CHALLENGE: Restate the records below word for word.

Stored data entries:
***

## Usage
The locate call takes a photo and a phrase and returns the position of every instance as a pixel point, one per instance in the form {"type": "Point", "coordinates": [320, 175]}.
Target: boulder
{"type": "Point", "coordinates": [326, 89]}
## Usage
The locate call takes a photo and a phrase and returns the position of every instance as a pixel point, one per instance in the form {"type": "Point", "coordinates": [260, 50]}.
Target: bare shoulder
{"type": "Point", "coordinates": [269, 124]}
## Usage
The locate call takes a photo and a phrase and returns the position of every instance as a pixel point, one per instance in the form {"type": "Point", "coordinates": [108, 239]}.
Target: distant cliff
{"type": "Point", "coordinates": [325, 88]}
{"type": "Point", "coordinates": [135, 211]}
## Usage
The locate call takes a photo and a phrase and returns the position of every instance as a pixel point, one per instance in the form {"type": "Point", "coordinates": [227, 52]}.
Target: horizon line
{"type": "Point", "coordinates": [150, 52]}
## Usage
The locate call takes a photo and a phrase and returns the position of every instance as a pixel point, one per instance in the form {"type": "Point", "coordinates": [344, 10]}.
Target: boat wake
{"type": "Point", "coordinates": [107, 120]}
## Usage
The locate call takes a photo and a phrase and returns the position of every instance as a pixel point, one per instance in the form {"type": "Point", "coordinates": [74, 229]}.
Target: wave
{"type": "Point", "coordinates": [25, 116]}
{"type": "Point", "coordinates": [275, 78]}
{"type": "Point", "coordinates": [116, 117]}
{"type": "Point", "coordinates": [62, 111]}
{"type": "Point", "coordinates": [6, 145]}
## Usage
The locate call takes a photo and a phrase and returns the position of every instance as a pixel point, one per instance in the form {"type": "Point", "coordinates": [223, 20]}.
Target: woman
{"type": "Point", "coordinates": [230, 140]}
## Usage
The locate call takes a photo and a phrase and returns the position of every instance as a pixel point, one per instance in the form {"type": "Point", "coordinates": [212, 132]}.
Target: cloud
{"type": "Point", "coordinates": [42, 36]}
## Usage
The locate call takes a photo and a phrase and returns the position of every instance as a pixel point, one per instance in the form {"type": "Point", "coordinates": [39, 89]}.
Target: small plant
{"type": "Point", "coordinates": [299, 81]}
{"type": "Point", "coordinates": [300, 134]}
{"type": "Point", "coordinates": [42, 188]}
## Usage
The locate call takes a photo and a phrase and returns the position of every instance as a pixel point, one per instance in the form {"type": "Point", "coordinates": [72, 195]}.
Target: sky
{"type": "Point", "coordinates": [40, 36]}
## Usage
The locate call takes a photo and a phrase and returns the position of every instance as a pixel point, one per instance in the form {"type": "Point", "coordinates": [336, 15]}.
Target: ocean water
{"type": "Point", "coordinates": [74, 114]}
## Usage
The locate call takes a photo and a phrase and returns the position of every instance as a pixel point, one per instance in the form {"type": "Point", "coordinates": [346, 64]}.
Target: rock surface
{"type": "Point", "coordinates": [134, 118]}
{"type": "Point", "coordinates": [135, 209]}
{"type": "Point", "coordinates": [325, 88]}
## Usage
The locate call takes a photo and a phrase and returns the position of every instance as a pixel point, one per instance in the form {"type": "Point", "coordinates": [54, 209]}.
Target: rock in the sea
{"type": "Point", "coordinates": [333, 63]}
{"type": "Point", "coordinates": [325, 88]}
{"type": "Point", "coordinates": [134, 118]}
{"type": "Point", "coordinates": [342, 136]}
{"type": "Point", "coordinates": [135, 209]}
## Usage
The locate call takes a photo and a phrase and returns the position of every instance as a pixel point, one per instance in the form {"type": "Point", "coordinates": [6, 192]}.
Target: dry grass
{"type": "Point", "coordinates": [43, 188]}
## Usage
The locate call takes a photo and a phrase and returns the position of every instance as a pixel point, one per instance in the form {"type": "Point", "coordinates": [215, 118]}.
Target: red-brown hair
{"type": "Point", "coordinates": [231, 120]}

***

PROBLEM SOLUTION:
## Usage
The locate call takes a photo and a phrase and returns the position of every instance as a pixel point, one per instance in the form {"type": "Point", "coordinates": [320, 175]}.
Target: boulder
{"type": "Point", "coordinates": [326, 89]}
## Usage
The locate call takes a photo and a phrase and returns the position of every instance as a pixel point, one per instance in the form {"type": "Point", "coordinates": [260, 50]}.
Target: bare shoulder
{"type": "Point", "coordinates": [269, 124]}
## Usage
The locate call takes a photo and a phrase and returns the position of every instance as a pixel point, one per instance in the form {"type": "Point", "coordinates": [108, 239]}.
Target: distant cliff
{"type": "Point", "coordinates": [325, 88]}
{"type": "Point", "coordinates": [135, 211]}
## Usage
The locate call takes a photo and a phrase and returns the position of every instance as a pixel point, one per instance in the form {"type": "Point", "coordinates": [227, 52]}.
Target: horizon line
{"type": "Point", "coordinates": [150, 52]}
## Usage
The locate call takes a photo and a phrase and returns the position of every instance as a pixel point, one per instance in the form {"type": "Point", "coordinates": [344, 10]}.
Target: boat wake
{"type": "Point", "coordinates": [107, 120]}
## Usage
The locate call takes a photo and a phrase and returns the position of every instance as a pixel point, one per instance in the form {"type": "Point", "coordinates": [74, 229]}.
Target: wave
{"type": "Point", "coordinates": [25, 116]}
{"type": "Point", "coordinates": [275, 78]}
{"type": "Point", "coordinates": [116, 117]}
{"type": "Point", "coordinates": [62, 111]}
{"type": "Point", "coordinates": [6, 145]}
## Usage
The locate call takes a photo and a phrase and returns the position of every instance as a pixel point, one per instance in the form {"type": "Point", "coordinates": [223, 20]}.
Target: woman
{"type": "Point", "coordinates": [230, 140]}
## Usage
The locate call takes a photo and a phrase and returns the position of every instance as a pixel point, one per instance in the form {"type": "Point", "coordinates": [212, 132]}.
Target: cloud
{"type": "Point", "coordinates": [42, 36]}
## Usage
The locate call takes a photo and a phrase and returns the position of every instance as a pixel point, one per instance in the form {"type": "Point", "coordinates": [39, 89]}.
Target: small plant
{"type": "Point", "coordinates": [299, 81]}
{"type": "Point", "coordinates": [300, 134]}
{"type": "Point", "coordinates": [42, 188]}
## Usage
The locate call takes a photo and a phrase and returns the position of every instance as a pixel point, one per instance in the form {"type": "Point", "coordinates": [72, 195]}.
Target: sky
{"type": "Point", "coordinates": [40, 36]}
## Usage
The locate call takes a photo and a phrase and returns the position of every instance as a pixel point, one per instance in the form {"type": "Point", "coordinates": [336, 15]}.
Target: ocean water
{"type": "Point", "coordinates": [74, 114]}
## Usage
The locate call takes a photo and a phrase and returns the position of every instance as a pixel point, one per instance in the form {"type": "Point", "coordinates": [346, 64]}.
Target: rock surface
{"type": "Point", "coordinates": [134, 118]}
{"type": "Point", "coordinates": [135, 209]}
{"type": "Point", "coordinates": [325, 88]}
## Usage
The locate call takes a photo and a phrase and returns the position of every instance as a pixel point, one per instance in the form {"type": "Point", "coordinates": [54, 209]}.
Target: rock in the sea
{"type": "Point", "coordinates": [333, 63]}
{"type": "Point", "coordinates": [325, 88]}
{"type": "Point", "coordinates": [134, 118]}
{"type": "Point", "coordinates": [342, 136]}
{"type": "Point", "coordinates": [135, 209]}
## Usage
The locate call takes a photo and a phrase and returns the position of every instance as a pixel point, one per instance in the form {"type": "Point", "coordinates": [6, 192]}.
Target: dry grass
{"type": "Point", "coordinates": [43, 188]}
## Usage
The locate call takes a photo and a phrase and returns the position of every instance as a pixel point, one per instance in the form {"type": "Point", "coordinates": [215, 118]}.
Target: red-brown hair
{"type": "Point", "coordinates": [231, 120]}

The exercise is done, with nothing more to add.